**Teks Bacaan:**
----

Pengadaaan Insinerator Idealnya Tanggung Jawab DLH

Pengadaaan Insinerator Idealnya Tanggung Jawab DLH. (foto : klikkalsel)

BANJARMASIN, klikkalsel – Tanggung jawab pengadaan insinerator masih bingung, antara Dinas Kesehatan selaku penanggung jawab Rumah Sakit Sultan Suriansyah atau Dinas Lingkungan Hidup sebagai pengelola TPA.

Padahal anggaran Rp5 miliar sudah dialokasikan, termasuk lokasi untuk pembangunan pemusnah limbah medis tersebut sudah disiapkan, yakni di Tempat Pembuangan akhir (TPA) Basirih.

Wakil Ketua DPRD Banjarmasin H Suprayogi memaklumi ada kebingungan dari Pemko Banjarmasin untuk mengerjakan pembangunan insinerator. Itu seiribg aturan main dari pusat berubah-ubah.

Setahu dia, proyek RS di Jalan Rantauan Darat tersebut mulanya ada di Dinas Perumahan dan Permukiman, lalu dialihkan ke Dinas Kesehatan. Belakangan muncul lagi aturan, sehingga pengerjaan RS tersebut diserahkan kepada Dinas Pekerjaan Umum dan Penataan Ruang.

“Akhirnya bolak-balik. Yang saya baca, jangankan rumah sakit, sekolah dan pasar saja kini harus dibangun oleh PU. Bukan lagi oleh dinas teknis terkait,” imbuh politisi PDIP tersebut.

Pun demikian, Ketua DPC PDIP Banjarmasin ini menginginkan insinerator tetap dibangun. Sebab, alat itu keperluan wajib bagi penanganan sampah medis dari rumah sakit dan puskesmas di kota ini.

Lagipula, kata dia, insinerator bisa menghasilkan income bagi pendapatan daerah. “Pemko bisa memungut bayaran, ketika ada rumah sakit swasta yang mengirimkan sampah medisnya untuk dibakar di TPA Basirih,” jelasnya.

Ia merasa pembangunan insinerator paling pas dikerjakan DLH. “Idealnya Dinas LH yang menangani ini. Karena TPA berada dibawah naungan LH,” tukas Suprayogi.

----

**Soal Latihan:** Apakah tiap pernyataan ini sesuai dengan berita tentang insinerator di atas: (a) anggaran Rp5 miliar untuk insinerator sudah dialokasikan, (b) lokasi pembangunan insinerator belum disiapkan, (c) Suprayogi menilai pembangunan insinerator paling pas dikerjakan Dinas Kesehatan? Jawab ya atau tidak untuk masing-masing, disertai kutipan kata-kata dari berita yang menentukan jawabannya. Materi berikut tidak perlu dipakai.

(Item tersimpan dari sebuah koleksi)
----

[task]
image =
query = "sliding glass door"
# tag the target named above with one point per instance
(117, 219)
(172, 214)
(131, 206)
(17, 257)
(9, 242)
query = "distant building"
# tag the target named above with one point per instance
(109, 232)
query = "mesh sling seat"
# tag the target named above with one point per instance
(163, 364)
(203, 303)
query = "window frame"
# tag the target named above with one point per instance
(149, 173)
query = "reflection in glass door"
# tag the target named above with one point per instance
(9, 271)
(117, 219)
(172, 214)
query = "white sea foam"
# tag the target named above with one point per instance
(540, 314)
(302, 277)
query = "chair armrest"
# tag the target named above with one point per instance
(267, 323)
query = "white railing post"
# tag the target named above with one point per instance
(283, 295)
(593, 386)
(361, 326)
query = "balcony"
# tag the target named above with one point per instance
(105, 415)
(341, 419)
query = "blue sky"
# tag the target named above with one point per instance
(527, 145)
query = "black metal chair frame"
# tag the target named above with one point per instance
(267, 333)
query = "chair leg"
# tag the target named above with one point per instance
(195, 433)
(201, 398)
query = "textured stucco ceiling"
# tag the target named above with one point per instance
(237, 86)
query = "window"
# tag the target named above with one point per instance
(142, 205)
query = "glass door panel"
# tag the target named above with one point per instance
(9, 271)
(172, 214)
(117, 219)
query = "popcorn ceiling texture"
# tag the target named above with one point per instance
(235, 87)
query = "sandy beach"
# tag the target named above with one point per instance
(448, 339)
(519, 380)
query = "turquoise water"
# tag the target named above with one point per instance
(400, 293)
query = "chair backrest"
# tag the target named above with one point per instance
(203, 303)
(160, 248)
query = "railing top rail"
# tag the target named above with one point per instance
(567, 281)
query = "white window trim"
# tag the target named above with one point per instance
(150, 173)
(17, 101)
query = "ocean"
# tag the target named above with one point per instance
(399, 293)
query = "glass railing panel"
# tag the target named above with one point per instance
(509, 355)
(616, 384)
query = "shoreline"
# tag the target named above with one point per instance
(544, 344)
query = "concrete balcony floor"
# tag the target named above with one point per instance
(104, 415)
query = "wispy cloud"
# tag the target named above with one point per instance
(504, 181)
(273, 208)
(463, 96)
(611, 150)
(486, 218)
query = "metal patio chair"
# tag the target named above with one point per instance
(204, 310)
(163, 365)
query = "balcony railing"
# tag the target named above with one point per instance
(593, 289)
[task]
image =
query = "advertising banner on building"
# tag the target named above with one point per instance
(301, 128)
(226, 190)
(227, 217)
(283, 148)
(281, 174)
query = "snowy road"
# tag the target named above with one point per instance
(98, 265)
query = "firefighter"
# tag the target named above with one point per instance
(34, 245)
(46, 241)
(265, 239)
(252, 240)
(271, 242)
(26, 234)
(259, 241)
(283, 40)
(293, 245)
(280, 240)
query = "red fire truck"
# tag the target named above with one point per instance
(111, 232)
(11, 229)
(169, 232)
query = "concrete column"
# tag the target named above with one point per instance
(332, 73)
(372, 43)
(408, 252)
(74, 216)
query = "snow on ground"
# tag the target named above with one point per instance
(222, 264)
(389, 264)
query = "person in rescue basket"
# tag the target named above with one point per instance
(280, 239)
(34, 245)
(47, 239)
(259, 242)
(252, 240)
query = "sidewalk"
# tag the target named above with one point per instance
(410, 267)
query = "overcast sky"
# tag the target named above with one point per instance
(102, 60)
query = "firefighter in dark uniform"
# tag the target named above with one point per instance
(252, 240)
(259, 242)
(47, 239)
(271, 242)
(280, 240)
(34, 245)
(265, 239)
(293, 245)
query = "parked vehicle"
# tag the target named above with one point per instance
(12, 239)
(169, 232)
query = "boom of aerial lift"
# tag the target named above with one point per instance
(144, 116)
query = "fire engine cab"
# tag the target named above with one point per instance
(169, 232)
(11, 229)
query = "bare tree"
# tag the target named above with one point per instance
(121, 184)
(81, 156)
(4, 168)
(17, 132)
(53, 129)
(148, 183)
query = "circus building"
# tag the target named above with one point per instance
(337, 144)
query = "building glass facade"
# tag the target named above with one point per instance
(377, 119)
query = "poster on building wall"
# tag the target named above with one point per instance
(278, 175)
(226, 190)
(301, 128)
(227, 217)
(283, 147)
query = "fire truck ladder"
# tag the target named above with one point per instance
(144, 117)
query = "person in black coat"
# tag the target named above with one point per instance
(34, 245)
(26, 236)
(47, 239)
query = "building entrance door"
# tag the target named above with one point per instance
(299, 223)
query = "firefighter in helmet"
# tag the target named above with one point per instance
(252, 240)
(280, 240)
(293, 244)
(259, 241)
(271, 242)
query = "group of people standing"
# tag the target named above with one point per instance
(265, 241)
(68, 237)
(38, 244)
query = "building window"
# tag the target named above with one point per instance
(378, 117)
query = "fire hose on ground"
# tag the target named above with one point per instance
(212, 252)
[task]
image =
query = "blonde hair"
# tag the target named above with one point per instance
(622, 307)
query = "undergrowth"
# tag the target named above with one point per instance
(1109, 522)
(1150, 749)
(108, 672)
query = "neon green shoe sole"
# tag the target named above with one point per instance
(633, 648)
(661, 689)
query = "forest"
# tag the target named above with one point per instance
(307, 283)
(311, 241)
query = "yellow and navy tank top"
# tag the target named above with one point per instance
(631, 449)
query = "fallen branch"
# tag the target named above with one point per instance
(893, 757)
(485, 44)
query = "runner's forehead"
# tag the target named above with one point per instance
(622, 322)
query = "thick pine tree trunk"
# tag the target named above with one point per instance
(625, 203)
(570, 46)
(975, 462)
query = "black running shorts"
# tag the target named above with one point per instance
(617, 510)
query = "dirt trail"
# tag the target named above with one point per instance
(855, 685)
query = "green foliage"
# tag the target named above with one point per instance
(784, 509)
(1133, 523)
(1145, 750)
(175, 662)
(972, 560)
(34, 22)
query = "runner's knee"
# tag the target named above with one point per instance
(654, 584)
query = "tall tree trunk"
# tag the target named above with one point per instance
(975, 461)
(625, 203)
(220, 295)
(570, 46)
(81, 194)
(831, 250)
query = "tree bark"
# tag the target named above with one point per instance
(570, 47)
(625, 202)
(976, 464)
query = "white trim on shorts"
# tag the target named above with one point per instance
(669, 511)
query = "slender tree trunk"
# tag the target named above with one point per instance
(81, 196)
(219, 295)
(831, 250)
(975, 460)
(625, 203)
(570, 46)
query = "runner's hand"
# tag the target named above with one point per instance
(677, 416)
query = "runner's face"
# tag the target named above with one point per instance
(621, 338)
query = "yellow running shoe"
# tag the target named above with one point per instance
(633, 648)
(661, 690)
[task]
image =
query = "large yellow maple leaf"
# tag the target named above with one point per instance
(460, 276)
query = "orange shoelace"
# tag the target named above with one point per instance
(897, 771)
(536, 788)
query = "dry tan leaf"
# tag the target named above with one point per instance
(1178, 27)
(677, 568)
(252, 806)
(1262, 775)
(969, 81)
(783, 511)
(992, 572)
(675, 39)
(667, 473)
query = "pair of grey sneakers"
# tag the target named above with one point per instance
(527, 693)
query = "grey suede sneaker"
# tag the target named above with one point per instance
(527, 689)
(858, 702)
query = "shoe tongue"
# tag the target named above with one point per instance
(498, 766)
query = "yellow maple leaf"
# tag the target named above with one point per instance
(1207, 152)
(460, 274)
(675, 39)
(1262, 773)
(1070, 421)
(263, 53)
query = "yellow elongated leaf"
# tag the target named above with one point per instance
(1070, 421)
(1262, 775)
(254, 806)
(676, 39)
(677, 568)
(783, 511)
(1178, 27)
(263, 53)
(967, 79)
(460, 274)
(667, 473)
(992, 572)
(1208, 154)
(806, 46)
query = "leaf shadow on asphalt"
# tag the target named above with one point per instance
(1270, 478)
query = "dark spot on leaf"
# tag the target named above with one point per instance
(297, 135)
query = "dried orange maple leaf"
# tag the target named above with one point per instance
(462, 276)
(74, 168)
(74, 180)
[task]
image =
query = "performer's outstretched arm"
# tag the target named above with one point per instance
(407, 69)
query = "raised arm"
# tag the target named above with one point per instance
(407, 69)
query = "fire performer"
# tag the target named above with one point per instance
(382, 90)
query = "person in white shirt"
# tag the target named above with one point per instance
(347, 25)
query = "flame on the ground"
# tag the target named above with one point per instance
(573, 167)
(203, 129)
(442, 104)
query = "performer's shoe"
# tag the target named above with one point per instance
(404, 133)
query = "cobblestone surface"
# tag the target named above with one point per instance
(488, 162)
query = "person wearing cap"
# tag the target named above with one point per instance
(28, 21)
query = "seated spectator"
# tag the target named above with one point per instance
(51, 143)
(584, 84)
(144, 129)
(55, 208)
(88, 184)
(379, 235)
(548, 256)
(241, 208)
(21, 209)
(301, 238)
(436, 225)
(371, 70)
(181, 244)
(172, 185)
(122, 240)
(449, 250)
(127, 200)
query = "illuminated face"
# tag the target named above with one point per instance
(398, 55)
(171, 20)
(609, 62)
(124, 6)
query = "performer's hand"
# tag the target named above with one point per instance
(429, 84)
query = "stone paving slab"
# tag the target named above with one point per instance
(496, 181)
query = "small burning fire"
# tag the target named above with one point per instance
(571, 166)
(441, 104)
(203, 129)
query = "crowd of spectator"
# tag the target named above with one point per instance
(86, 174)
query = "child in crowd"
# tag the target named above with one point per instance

----

**Pembahasan Jawaban:**
(a) Ya: "Padahal anggaran Rp5 miliar sudah dialokasikan"
(b) Tidak: "termasuk lokasi untuk pembangunan pemusnah limbah medis tersebut sudah disiapkan, yakni di Tempat Pembuangan akhir (TPA) Basirih"
(c) Tidak: "Idealnya Dinas LH yang menangani ini."